==== Supplied entries
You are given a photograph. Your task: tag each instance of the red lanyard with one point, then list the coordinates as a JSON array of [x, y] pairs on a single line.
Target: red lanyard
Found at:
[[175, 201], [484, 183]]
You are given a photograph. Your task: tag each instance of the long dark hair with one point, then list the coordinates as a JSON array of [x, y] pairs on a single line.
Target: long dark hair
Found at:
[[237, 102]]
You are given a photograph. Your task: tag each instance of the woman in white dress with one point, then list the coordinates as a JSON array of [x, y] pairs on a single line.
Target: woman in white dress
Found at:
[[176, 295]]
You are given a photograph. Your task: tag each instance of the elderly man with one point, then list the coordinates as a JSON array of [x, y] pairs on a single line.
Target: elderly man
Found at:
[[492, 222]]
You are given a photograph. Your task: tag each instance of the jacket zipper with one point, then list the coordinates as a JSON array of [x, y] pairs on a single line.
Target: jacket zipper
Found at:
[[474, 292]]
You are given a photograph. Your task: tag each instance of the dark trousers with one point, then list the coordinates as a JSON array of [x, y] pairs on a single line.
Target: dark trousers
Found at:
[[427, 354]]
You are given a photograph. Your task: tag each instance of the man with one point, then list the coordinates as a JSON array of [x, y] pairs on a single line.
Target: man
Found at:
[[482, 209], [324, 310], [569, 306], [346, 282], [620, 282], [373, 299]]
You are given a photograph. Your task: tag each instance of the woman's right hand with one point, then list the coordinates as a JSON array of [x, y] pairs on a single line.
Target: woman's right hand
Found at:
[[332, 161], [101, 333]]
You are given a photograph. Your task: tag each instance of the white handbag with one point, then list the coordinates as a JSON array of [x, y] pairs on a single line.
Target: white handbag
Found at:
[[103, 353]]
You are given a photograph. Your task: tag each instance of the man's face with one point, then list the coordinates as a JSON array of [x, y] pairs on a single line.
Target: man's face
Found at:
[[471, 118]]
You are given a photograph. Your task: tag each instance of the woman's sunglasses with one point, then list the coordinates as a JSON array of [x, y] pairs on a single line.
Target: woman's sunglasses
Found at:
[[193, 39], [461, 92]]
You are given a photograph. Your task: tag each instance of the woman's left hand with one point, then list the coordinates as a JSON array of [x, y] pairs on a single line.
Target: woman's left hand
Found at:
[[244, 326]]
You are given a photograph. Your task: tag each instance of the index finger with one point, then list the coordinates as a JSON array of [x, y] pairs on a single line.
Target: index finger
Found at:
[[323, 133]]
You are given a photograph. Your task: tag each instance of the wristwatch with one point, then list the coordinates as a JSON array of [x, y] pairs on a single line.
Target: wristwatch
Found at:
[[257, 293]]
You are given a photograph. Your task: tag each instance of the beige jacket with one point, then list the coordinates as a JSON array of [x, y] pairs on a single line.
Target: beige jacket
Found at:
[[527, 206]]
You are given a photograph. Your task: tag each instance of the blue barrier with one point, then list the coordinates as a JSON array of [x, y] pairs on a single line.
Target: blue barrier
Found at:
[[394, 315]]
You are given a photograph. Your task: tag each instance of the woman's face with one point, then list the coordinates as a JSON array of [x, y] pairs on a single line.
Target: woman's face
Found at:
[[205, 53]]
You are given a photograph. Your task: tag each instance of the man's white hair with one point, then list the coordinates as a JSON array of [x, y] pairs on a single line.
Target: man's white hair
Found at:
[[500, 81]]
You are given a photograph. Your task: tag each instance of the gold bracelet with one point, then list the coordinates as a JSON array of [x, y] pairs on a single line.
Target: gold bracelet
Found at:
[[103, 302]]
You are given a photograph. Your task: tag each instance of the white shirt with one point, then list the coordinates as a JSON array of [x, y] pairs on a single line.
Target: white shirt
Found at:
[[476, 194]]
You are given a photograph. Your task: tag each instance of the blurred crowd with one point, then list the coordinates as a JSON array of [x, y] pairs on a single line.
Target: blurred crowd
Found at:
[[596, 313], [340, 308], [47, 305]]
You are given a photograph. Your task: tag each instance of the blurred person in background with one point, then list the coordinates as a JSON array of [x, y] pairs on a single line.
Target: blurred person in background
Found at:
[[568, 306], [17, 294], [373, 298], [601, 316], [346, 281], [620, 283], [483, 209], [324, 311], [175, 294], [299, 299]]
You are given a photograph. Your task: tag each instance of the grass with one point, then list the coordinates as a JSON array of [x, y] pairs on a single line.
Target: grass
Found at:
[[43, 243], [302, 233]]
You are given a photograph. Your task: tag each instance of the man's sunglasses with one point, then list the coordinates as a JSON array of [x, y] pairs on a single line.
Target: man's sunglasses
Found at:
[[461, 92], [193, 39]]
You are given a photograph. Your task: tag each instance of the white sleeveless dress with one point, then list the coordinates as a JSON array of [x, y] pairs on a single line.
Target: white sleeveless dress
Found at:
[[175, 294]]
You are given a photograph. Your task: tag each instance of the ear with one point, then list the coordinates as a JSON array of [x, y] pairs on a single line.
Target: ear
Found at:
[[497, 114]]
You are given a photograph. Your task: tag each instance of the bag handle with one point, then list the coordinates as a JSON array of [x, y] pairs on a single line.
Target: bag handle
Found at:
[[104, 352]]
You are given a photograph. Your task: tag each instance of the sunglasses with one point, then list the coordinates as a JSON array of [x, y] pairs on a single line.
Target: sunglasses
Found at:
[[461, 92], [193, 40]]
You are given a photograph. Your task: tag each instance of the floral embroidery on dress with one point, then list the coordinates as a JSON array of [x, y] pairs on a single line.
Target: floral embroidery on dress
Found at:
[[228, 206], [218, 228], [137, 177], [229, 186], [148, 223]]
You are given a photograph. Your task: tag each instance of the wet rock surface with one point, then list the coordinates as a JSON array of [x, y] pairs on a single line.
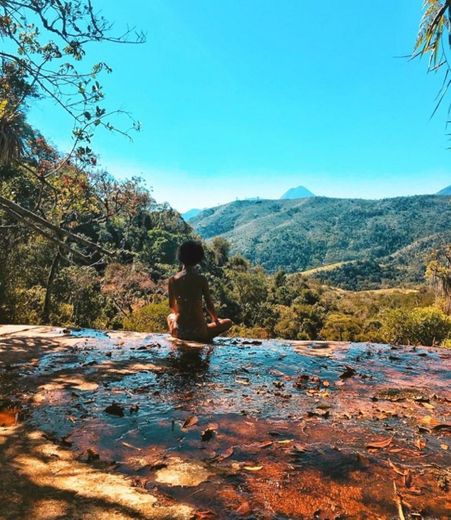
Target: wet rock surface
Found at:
[[244, 428]]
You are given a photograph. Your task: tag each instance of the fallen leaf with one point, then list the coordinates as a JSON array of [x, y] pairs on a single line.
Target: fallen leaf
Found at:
[[202, 515], [207, 434], [127, 445], [420, 443], [115, 409], [191, 421], [429, 421], [408, 478], [377, 445], [225, 454], [347, 372], [442, 427], [92, 455], [265, 444], [243, 509], [395, 469]]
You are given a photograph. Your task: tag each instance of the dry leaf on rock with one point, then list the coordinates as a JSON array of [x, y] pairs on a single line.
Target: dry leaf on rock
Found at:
[[191, 421], [378, 445]]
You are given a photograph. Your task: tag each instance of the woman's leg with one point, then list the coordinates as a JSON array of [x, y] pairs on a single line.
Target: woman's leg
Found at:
[[214, 329], [172, 324]]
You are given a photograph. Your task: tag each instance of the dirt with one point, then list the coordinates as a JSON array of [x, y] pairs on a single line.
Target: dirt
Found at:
[[127, 425]]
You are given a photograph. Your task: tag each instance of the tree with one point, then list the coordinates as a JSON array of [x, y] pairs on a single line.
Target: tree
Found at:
[[434, 40], [45, 42], [439, 273]]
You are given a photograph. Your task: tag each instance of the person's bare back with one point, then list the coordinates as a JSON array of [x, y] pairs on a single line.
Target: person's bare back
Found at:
[[188, 289]]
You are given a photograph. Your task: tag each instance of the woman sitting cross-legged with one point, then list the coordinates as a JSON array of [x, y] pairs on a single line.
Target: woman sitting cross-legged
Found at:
[[187, 290]]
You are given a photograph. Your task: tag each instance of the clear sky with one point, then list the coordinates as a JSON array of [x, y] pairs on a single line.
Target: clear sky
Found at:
[[243, 98]]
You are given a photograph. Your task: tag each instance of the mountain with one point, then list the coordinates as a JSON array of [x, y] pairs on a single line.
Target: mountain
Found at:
[[404, 267], [297, 193], [190, 214], [301, 234], [445, 191]]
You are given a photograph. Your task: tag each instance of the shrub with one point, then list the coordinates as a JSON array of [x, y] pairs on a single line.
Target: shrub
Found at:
[[149, 318], [420, 326], [340, 327]]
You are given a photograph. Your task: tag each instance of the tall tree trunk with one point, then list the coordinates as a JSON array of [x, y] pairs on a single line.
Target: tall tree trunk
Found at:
[[52, 274]]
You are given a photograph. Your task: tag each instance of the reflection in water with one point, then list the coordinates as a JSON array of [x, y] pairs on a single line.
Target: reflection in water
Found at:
[[188, 369]]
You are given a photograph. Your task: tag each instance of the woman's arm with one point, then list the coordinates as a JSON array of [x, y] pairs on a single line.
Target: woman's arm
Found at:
[[208, 301]]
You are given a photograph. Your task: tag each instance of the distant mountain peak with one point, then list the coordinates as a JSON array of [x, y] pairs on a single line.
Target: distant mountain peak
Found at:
[[190, 214], [445, 191], [301, 192]]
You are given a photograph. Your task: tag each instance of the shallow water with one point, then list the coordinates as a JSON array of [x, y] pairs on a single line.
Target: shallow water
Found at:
[[301, 415]]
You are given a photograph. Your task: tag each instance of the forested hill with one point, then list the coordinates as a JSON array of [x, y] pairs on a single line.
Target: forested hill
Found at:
[[301, 234]]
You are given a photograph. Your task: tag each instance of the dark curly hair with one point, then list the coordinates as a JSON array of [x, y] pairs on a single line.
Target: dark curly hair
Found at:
[[190, 253]]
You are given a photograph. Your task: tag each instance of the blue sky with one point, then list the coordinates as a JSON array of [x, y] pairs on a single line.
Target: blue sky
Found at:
[[243, 98]]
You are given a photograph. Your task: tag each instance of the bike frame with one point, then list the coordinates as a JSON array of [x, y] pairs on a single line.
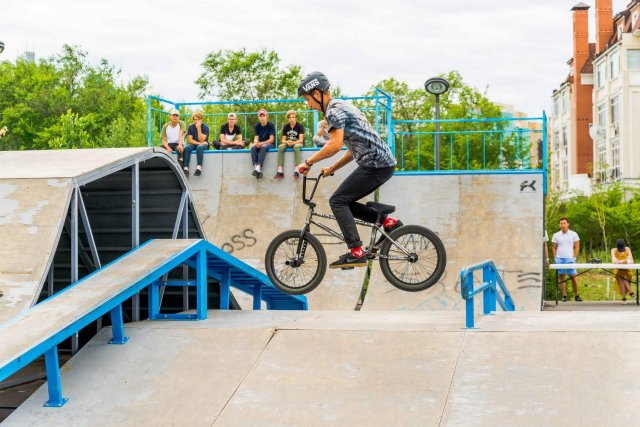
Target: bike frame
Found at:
========
▸ Task
Copy these lines verbatim, starting at the line that contains "the blurred person" and ending after the line that contains "[[497, 114]]".

▸ The completed task
You are given a photograph. Your task: tag each instance of the blurred person in background with one point, then list the coordinates as a JSON array of [x, y] pairs on a single line.
Target: blurred person in background
Found at:
[[568, 306], [17, 294], [373, 298], [601, 316], [346, 281], [620, 283], [483, 209], [324, 311], [175, 294], [299, 299]]
You are given a photograph. Your task: tag each instance of the grass with one point, then list the coordinates as a JSON array of [x, y] pairs on a single line.
Target: grass
Found at:
[[43, 243], [302, 233]]
You are given a photograph. Your task: tag each instance of the man's sunglasses with one point, then list the coordinates as a JSON array of [x, y] pairs on a single line.
Target: man's sunglasses
Found at:
[[461, 92], [193, 39]]
You are given a photograph. Your task: tag each instance of the white sleeveless dress with one point, then list the coordinates as a JSON array of [x, y] pairs on a single line.
Target: white sleeveless dress
Found at:
[[175, 294]]
You are given a photograph. Your task: tag each instance of the ear with one point, then list the coordinates as a JSON array of [x, y] pairs on a single line.
Target: ear
Found at:
[[497, 114]]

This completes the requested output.